PROBLEM TO WORK ON
Change "mirror images" to "reflections" in the stretch of the patent claims that opens with "2. The apparatus" and closes with "and second paths.", then write out that stretch in full.

DOCUMENT SECTION
* Start *

Assistant Examiner: Hanig; Richard
Attorney, Agent or Firm: Darby & Darby
Claims
What is claimed is:
1. Apparatus for measuring the density of plural elongated rods which
contain particulate material of the tobacco processing industry and are
advanced lengthwise along predetermined paths, comprising an ionization
chamber for each of the rods, said chambers being adjacent the respective
paths; a radiation source for each of the rods; and a carrier for said
sources, said carrier being movable between a first position in which
radiation issuing from said sources penetrates across the respective paths
and enters the respective chambers and a second position in which the
radiation issuing from said sources enters the respective chambers while
bypassing the respective paths.
2. The apparatus of claim 1, comprising two ionization chambers and two
radiation sources.
3. The apparatus of claim 2, wherein said two ionization chambers are
spaced apart from each other and are at least substantially mirror images
of each other with reference to a plane disposed between said two
ionization chambers.
4. The apparatus of claim 3, wherein said two radiation sources are at
least substantially mirror images of each other with reference to said
plane.
5. The apparatus of claim 1, wherein said paths include first and second
elongated paths and said carrier is disposed between and is movable with
said radiation sources at least substantially transversely of said first
and second paths.
6. The apparatus of claim 1, wherein said paths include first and second
paths and further comprising first and second guides for rods in said
first and second paths, said chambers including first and second chambers
adjacent said first and second guides and said first and second guides
respectively having first and second passages communicating with said
first and second chambers, said radiation sources including first and
second sources for the rods in said first and second guides, respectively,
and the radiation issuing from said first and second sources entering said
first and second chambers by way of the passages in said first and second
guides, respectively, in the second position of said carrier.

* End *

(Point annotation records)
* Start *

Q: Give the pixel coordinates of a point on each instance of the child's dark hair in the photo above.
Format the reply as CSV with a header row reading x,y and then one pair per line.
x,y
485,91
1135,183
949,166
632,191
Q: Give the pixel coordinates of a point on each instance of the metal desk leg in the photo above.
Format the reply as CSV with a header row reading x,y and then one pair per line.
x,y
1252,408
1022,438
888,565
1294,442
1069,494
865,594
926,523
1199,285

* End *

EXERCISE ANSWER
2. The apparatus of claim 1, comprising two ionization chambers and two
radiation sources.
3. The apparatus of claim 2, wherein said two ionization chambers are
spaced apart from each other and are at least substantially reflections
of each other with reference to a plane disposed between said two
ionization chambers.
4. The apparatus of claim 3, wherein said two radiation sources are at
least substantially reflections of each other with reference to said
plane.
5. The apparatus of claim 1, wherein said paths include first and second
elongated paths and said carrier is disposed between and is movable with
said radiation sources at least substantially transversely of said first
and second paths.